### [Extracted entries]
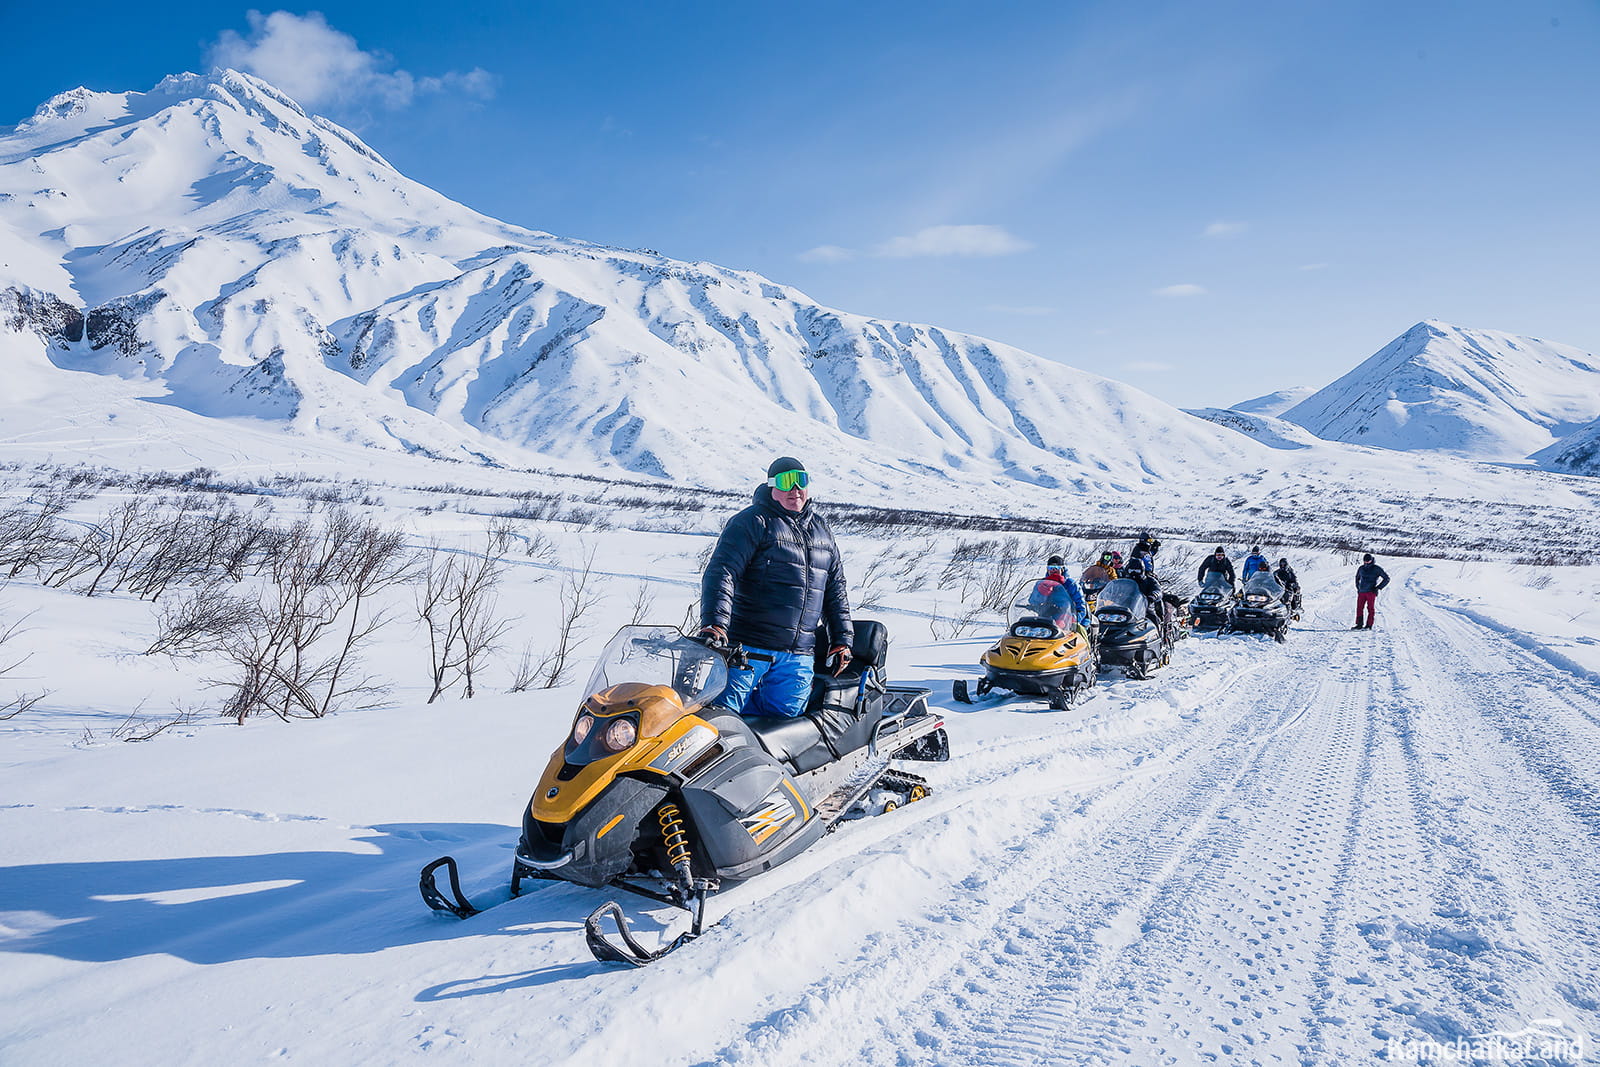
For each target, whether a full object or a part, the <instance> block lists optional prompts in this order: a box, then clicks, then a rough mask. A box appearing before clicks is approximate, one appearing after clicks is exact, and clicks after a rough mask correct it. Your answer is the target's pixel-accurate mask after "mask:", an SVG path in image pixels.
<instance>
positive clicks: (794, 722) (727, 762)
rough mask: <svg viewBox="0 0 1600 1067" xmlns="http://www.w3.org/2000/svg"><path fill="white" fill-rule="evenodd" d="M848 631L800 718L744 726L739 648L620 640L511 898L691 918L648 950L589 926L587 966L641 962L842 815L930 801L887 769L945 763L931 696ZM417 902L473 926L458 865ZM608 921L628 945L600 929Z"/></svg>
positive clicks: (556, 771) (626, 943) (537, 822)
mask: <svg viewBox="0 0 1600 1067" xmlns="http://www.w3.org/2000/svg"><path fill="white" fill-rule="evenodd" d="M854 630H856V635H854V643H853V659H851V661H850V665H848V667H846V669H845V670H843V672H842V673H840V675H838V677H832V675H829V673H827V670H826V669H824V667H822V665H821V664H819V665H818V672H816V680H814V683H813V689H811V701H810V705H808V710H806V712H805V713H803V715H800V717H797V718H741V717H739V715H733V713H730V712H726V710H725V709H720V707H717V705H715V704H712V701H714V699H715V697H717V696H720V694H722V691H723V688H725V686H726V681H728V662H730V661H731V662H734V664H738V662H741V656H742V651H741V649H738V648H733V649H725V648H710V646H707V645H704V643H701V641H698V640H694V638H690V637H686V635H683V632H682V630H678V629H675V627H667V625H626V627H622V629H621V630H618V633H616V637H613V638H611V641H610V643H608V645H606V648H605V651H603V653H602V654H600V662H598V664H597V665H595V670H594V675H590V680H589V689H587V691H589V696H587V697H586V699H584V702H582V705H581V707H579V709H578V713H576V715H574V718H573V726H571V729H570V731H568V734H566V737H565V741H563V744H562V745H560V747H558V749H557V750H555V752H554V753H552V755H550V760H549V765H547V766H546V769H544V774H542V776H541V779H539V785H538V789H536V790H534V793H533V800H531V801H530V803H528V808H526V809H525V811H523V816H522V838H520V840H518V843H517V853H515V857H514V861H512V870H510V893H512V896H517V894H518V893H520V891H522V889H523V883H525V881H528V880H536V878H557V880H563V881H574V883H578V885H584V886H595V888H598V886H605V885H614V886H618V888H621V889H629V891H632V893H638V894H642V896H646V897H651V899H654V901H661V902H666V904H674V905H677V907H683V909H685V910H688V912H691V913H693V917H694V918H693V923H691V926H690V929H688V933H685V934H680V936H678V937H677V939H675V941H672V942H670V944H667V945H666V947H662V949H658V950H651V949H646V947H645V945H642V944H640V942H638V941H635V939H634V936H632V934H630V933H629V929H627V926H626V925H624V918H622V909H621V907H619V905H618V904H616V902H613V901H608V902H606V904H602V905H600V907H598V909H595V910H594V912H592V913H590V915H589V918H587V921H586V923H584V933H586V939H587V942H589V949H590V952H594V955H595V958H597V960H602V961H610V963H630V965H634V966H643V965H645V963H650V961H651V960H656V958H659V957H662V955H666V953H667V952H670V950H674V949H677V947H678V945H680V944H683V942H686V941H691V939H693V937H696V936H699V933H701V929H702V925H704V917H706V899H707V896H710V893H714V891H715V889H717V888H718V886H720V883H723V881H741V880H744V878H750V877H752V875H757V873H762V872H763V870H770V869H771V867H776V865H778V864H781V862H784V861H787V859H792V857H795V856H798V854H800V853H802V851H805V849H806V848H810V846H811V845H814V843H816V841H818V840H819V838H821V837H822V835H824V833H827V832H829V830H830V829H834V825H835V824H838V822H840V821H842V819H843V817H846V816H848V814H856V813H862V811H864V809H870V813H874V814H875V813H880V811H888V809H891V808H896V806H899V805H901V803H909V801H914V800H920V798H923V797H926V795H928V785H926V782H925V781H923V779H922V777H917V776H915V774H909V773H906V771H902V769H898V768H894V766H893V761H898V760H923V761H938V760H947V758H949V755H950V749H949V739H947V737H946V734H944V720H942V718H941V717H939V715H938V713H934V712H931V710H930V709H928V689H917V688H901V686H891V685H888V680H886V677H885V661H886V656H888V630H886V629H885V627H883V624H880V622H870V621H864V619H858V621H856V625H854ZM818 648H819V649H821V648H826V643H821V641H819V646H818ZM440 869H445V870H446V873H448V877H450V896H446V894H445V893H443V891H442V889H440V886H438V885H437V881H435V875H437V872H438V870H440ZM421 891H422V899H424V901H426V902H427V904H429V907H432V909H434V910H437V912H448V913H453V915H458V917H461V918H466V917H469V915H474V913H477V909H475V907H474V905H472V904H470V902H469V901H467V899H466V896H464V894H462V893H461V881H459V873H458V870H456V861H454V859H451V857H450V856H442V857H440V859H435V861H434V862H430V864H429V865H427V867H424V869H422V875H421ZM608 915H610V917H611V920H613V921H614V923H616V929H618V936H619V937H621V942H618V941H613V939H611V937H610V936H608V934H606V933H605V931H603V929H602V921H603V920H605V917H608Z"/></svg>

...

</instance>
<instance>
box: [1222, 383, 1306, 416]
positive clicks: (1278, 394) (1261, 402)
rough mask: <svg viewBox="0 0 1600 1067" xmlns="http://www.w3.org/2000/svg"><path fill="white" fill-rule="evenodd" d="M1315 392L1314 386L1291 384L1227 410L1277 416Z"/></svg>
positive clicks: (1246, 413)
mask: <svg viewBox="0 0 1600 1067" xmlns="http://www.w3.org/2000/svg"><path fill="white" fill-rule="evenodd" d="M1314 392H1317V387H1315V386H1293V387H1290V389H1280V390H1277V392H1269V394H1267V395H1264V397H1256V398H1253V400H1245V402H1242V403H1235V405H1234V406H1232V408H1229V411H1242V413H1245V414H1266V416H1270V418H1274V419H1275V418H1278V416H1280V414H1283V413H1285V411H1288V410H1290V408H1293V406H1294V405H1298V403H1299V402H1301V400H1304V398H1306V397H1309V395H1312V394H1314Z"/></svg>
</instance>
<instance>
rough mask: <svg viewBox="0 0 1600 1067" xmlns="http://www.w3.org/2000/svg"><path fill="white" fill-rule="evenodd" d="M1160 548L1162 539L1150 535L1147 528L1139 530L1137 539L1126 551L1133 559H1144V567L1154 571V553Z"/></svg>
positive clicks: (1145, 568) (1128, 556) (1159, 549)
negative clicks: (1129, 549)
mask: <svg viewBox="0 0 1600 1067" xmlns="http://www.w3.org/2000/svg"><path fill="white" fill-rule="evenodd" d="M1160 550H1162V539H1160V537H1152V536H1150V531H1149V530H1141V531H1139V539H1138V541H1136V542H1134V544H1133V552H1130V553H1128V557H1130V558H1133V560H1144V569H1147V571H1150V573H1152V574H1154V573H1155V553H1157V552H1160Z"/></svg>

==

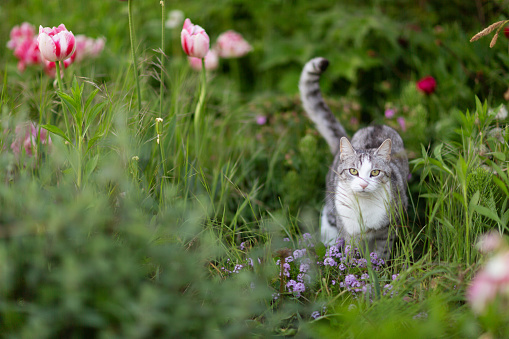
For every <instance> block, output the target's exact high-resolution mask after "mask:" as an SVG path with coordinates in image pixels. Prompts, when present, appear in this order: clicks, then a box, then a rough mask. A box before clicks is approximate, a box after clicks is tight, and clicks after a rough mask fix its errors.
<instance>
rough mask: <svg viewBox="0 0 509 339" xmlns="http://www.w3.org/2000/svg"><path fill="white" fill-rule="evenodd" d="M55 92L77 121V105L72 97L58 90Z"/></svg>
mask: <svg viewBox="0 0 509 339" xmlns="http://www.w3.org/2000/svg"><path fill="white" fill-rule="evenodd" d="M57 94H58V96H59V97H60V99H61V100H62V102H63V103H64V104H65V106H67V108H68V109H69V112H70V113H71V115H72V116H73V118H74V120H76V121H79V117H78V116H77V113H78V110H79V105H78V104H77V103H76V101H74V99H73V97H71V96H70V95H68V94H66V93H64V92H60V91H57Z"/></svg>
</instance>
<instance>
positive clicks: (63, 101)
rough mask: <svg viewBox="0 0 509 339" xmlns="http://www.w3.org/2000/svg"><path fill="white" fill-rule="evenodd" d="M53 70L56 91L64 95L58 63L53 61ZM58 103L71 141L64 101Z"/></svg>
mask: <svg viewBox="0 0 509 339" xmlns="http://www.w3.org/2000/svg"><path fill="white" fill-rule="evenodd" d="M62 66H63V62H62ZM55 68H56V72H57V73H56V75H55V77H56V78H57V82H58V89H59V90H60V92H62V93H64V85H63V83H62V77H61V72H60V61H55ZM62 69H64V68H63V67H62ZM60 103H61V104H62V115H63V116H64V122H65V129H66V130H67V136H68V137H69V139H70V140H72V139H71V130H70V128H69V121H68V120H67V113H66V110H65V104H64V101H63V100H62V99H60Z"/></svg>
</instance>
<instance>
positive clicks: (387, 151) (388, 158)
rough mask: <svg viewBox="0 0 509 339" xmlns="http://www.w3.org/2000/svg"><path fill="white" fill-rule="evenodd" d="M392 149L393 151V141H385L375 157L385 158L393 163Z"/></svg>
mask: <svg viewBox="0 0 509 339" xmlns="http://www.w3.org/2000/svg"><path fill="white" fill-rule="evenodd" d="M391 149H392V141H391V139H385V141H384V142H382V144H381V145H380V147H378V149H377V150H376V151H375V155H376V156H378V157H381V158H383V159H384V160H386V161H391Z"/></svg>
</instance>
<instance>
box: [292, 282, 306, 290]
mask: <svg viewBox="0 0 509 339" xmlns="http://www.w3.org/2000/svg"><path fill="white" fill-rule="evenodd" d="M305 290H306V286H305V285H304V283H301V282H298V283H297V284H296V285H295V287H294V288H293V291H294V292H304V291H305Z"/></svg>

### [What the task asks]
Copy out only the lines above from the one with "For every <instance>" to the one with "positive clicks: (63, 101)", inclusive, exactly as they stand.

### [Result of the task]
For every <instance> block, output the target's exact high-resolution mask after "mask:" as an SVG path with coordinates in image pixels. Prompts, when present, appear in this order: clicks, then a box, then a rough mask. A box before clicks is approximate, a box after clicks is tight, and clicks after a rough mask fix its errors.
<instance>
rough mask: <svg viewBox="0 0 509 339" xmlns="http://www.w3.org/2000/svg"><path fill="white" fill-rule="evenodd" d="M55 92L77 121V105L72 97L58 90Z"/></svg>
mask: <svg viewBox="0 0 509 339" xmlns="http://www.w3.org/2000/svg"><path fill="white" fill-rule="evenodd" d="M57 94H58V96H59V97H60V99H61V100H62V102H63V103H64V104H65V106H67V108H68V109H69V112H70V113H71V115H72V116H73V118H74V120H76V121H79V117H78V116H77V113H78V110H79V105H78V104H77V103H76V101H74V99H73V97H71V96H70V95H68V94H66V93H64V92H60V91H57Z"/></svg>
</instance>
<instance>
positive clicks: (63, 101)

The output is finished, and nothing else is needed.